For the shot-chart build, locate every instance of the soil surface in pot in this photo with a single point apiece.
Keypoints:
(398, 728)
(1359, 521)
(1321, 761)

---

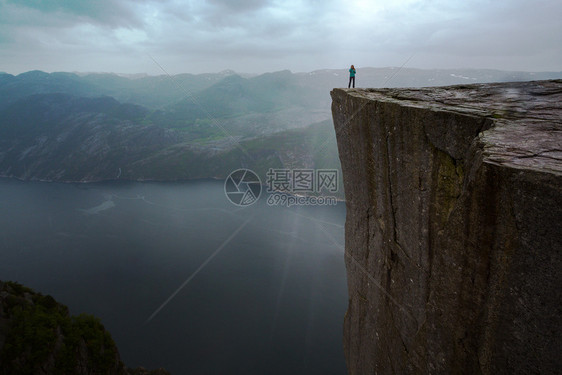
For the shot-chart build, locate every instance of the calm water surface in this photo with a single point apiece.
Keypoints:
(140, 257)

--

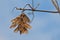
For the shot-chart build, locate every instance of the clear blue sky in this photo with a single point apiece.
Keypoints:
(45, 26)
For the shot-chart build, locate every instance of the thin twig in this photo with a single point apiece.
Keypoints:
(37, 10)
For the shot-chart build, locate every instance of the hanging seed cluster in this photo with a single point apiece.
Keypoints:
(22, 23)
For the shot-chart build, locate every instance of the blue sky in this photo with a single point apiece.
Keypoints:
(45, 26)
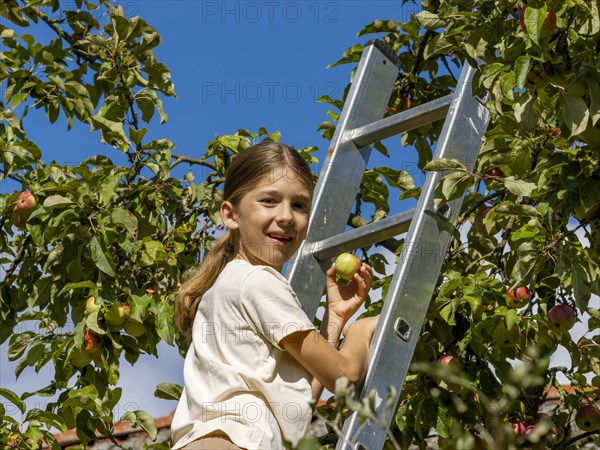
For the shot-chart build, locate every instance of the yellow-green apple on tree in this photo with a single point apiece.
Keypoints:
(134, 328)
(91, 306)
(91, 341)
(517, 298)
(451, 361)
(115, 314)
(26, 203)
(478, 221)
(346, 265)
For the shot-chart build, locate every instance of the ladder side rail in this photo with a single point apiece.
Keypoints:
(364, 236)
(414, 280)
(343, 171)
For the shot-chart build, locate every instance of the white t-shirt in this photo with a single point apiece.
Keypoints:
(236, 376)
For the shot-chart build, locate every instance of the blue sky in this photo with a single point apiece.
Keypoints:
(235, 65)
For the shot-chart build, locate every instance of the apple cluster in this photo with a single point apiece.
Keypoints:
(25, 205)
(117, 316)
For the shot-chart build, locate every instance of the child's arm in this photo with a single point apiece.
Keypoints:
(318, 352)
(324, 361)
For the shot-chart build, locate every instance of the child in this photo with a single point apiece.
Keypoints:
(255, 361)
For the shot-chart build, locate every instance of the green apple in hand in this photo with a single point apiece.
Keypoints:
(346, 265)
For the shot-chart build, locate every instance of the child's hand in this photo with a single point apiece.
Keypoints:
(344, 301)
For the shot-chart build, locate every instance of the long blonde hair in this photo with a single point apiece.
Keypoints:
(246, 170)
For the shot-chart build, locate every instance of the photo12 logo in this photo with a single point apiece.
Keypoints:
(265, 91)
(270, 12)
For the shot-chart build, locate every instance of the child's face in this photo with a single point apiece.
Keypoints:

— Exercise goal —
Convert the part of the listing that opens with the line containing "For the shot-chart build, locate every instance of the soil" and closes with the line containing "(1321, 761)" into a numbered list, leaving out any blank lines.

— Final answer —
1. For the shot-chart build, locate every instance of the soil surface in pot in this photo with a single point apiece.
2. Keypoints:
3. (398, 728)
4. (1359, 521)
5. (1321, 761)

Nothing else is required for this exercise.